Provided data:
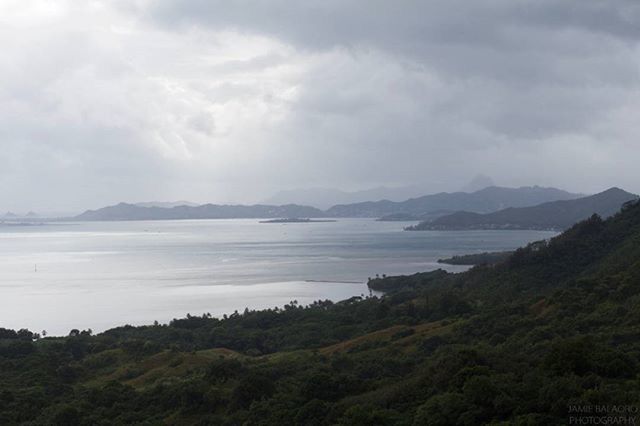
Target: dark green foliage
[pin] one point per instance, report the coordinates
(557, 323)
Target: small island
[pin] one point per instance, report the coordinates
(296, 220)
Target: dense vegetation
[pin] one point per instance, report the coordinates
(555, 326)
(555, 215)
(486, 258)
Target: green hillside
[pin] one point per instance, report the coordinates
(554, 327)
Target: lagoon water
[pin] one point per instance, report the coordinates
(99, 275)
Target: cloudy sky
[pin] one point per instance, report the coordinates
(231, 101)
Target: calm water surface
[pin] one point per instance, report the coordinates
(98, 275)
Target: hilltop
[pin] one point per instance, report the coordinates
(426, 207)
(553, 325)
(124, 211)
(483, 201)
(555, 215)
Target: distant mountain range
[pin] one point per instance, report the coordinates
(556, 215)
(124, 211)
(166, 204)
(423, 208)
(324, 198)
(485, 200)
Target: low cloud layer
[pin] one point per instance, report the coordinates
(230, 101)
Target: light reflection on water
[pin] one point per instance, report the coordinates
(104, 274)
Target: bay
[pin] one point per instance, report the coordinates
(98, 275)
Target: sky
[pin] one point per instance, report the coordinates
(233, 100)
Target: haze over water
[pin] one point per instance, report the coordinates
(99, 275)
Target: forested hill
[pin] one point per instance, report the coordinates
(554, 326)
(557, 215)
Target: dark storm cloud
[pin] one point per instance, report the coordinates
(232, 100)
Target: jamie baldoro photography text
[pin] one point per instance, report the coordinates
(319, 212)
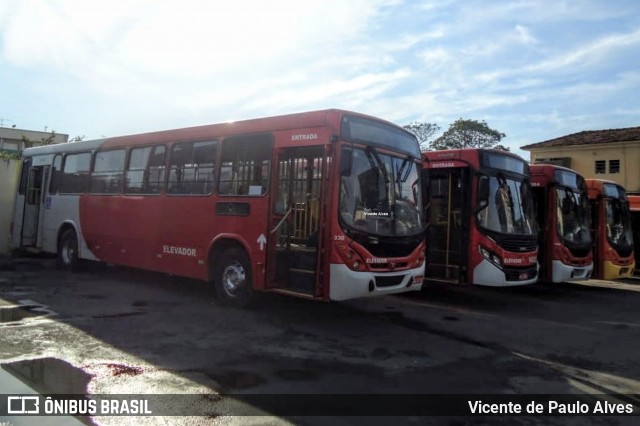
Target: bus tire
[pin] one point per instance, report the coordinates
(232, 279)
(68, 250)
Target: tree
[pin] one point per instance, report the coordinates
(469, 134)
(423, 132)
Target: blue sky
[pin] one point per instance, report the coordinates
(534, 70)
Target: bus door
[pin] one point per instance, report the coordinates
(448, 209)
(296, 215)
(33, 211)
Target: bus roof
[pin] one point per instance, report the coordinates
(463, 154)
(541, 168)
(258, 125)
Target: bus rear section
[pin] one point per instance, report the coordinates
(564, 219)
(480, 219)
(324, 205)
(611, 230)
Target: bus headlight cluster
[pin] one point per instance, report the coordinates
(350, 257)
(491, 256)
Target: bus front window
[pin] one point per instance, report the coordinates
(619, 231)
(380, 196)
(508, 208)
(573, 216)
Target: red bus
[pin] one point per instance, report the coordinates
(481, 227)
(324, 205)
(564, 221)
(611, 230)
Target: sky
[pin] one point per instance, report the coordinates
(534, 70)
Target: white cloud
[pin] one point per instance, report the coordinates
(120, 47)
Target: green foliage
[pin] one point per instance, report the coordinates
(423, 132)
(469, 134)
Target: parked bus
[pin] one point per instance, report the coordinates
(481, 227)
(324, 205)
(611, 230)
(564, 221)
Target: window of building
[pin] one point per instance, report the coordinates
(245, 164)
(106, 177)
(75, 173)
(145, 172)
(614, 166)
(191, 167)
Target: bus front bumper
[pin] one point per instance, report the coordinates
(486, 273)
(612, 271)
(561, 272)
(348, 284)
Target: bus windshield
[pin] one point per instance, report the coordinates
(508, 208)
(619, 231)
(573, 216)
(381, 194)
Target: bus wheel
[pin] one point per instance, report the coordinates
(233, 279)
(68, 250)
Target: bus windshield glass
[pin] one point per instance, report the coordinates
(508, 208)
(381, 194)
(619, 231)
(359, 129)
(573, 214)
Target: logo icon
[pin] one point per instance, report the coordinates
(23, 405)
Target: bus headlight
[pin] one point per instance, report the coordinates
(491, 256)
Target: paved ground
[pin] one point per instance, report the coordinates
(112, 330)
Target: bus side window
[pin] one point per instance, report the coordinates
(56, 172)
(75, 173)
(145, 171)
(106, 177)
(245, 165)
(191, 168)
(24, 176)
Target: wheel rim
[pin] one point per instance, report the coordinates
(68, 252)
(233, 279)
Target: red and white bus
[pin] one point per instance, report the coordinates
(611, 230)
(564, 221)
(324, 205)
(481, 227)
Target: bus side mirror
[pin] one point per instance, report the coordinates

Task statement:
Repeat the exact lines from the first line of the data through the line containing "Target: green hillside". Nothing else, no pictures.

Response to the exercise:
Target: dark green foliage
[pin] one point per instance, report the coordinates
(557, 323)
Target: small island
[pin] one point per instance, report the coordinates
(296, 220)
Target: dense vegetation
[pin] one point per instance, report the coordinates
(555, 326)
(555, 215)
(486, 258)
Target: green hillside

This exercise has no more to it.